7/10
Tres Bizarre
29 November 2003
Wow, what a freaky, funky, weirdo movie this is! Maybe I shouldn't have watched it with a bad head cold, drugged up on Dimetapp. But anyway...

The film opens with one of the best psychotic dream sequences I've ever seen in a movie. The Great Martin Landau is here, screaming himself awake in the midnight darkness of the mental institution where he has been confined. Hey, I might have a similar reaction if I'd just dreamed about a pot smoking Donald Pleasence quoting bible verses and eviscerating me a la Eddie Gein and Bernie in the woodshed! From here, the film only gets more surreal.

A new doctor has come to work at the institution where Martin and his buddies are housed, and the occupants of the very disturbed violent ward on the Third Floor don't like him. They've got it in their heads that he must have killed the previous doctor - a man they all liked - to get his job. And now we have established a motive.

A blackout descends as our hero, his wife and his sister are at a concert, where the Sic F*ks are performing. Wow, and I thought the concert scene in the movie "Hobgoblins" was bad!!! These guys are an absurd cross between Gwar and Shonen Knife and were far scarier than the violent criminals who have escaped from the institution, aided by the power outage. They find their way to New Docs house and lay in wait. An obese child molester has a non-violent scene with the doctors daughter that will nevertheless have you squirming and saying "ew" a lot. Jack Palance is under the bed, having a good old time killing the bouncy babysitters boyfriend and then ramming a hunting knife up through the mattress and between her bare legs. And once the family gets home, sister and new boyfriend included, the carnage really begins!

This is a seriously weird movie. I couldn't take it seriously and instead decided to view it as a very black comedy. Maybe it was intended that way, I don't know. It wasn't bad, it was just very strange, with shaky performances by the hero and heroine(s) and strong, unsettling performances by the killers. The statement-on- our-disturbed-and-violent-society ending really had me shaking my head and saying "huh?" wondering if someone had sprinkled my cold medicine with LSD or something. But I have no regrets. The presence of Landau, Palance and Pleasence, more than make up for the sometimes implausible storyline (like, how the hell did the Jason Voorhees masked "Bleeder" just HAPPEN to get in with the mother and sister? It's far fetched to say the least.) I give it 7 out of 10 stars.

• DATA FOR ANALYSIS:

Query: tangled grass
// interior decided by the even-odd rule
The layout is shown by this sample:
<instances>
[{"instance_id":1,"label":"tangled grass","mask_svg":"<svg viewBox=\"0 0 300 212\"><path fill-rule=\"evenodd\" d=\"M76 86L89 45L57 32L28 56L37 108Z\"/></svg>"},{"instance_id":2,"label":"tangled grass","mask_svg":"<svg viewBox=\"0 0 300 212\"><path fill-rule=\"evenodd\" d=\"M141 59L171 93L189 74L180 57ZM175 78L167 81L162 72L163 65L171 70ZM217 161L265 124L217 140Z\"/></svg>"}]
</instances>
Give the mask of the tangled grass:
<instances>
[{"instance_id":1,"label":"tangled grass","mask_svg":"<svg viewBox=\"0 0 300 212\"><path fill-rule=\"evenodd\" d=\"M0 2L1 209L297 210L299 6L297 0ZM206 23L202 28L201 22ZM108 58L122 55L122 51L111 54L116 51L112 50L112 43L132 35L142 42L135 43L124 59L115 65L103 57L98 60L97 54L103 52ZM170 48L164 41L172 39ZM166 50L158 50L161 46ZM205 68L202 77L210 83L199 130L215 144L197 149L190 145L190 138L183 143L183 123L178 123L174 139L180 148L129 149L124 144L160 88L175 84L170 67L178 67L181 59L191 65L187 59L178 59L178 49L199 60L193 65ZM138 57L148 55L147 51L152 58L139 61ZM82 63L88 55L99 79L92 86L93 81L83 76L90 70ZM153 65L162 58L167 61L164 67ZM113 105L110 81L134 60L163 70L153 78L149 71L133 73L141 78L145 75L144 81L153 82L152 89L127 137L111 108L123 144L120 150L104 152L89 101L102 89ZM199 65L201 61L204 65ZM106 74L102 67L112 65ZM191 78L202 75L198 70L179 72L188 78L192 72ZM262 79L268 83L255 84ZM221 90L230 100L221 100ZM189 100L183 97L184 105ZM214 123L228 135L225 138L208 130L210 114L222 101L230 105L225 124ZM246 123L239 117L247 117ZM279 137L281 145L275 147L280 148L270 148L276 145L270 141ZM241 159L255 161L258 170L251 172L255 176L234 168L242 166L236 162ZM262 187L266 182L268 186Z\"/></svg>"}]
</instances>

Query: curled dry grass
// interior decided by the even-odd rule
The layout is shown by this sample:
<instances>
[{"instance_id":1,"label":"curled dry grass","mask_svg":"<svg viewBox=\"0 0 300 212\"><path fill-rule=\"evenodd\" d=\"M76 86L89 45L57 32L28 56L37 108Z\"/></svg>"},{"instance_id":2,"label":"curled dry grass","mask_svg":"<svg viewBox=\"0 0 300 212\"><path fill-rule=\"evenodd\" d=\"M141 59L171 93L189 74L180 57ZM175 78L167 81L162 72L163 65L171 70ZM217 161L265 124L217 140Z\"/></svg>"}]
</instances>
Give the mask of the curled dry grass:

• TASK PROMPT: According to the movie review, where is Jack Palance when he kills the babysitter's boyfriend?

• RESULT FOR THIS TASK: Under the bed.